Here I used the earlier defined IId
interface IChangeableSet<T> : IQueryable<T> : where T: IId
{
public T Get(int id)
public T Add(T item);
public T Remove(int Id);
public T Remove(T item);
}
class DbSet<T> : IChangeableSet<T> : where T: IId
{
public DbSet(System.Data.Entity.IDbset<T> dbSet)
{
this.dbset = dbSet
}
private readonly System.Data.Entity.IDbSet<T> dbSet;
public T Get(int id)
{
return this.DbSet.Where(item => item.Id == id).SingleOrDefault();
// here is where I uses that all items implement IId
}
public T Add(T item)
{
return this.dbSet.Add(item);
}
... // TODO: fill the other functions
}
The SchoolRepository implements this interface (preferrably explicit implementatin)
class ChangeableSchoolRepository : IDisposable, ISchoolQuerier
{
public ChangeableSchoolRepository(SchooldDbContext dbContext)

Point labeling samples:

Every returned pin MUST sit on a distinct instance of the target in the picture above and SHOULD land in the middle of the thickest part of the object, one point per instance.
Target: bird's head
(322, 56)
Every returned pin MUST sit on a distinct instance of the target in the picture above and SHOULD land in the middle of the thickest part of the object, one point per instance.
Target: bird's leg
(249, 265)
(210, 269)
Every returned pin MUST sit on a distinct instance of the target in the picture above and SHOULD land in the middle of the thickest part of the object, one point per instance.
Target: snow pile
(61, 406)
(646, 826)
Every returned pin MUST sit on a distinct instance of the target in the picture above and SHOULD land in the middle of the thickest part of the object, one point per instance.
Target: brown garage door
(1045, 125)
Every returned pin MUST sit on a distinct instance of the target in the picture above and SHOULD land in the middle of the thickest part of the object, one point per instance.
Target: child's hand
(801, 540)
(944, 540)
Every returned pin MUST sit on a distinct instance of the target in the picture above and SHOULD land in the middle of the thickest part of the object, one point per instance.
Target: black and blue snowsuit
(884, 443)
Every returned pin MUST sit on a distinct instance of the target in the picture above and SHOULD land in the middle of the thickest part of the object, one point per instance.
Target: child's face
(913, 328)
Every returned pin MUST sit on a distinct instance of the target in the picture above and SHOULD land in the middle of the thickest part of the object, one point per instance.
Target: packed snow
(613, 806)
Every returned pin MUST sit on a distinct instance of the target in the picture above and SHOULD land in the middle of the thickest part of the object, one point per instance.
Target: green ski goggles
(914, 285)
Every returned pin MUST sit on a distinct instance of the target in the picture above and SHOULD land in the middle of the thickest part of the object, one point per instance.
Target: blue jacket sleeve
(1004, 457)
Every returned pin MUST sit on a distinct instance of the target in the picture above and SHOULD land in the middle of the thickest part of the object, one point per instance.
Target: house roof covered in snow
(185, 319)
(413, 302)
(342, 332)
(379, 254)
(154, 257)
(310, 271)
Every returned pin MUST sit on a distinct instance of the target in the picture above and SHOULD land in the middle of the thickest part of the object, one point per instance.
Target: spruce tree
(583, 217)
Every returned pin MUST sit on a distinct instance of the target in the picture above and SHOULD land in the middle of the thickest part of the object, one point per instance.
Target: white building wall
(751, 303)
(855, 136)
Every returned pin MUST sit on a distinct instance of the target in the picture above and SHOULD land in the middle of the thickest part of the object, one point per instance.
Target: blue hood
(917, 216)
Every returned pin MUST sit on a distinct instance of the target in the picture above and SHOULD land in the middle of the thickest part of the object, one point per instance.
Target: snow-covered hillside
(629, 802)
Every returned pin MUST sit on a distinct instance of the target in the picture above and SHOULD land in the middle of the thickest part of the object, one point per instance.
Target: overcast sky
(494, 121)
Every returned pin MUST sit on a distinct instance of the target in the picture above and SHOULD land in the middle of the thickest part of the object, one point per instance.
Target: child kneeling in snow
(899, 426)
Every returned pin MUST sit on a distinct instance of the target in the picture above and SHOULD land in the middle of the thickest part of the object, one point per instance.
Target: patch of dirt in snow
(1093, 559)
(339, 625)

_THE PROBLEM_
Say whether each statement agrees with the code excerpt, answering yes or no and quoting the words that decide it. 1. The interface declares two Remove methods. 2. The DbSet class already has code for every function of the interface. 3. The ChangeableSchoolRepository class implements IDisposable. This material has no connection to the code excerpt.

_COMPLETE ANSWER_
1. Yes: "public T Remove(int Id);" and "public T Remove(T item);"
2. No: "// TODO: fill the other functions"
3. Yes: "class ChangeableSchoolRepository : IDisposable, ISchoolQuerier"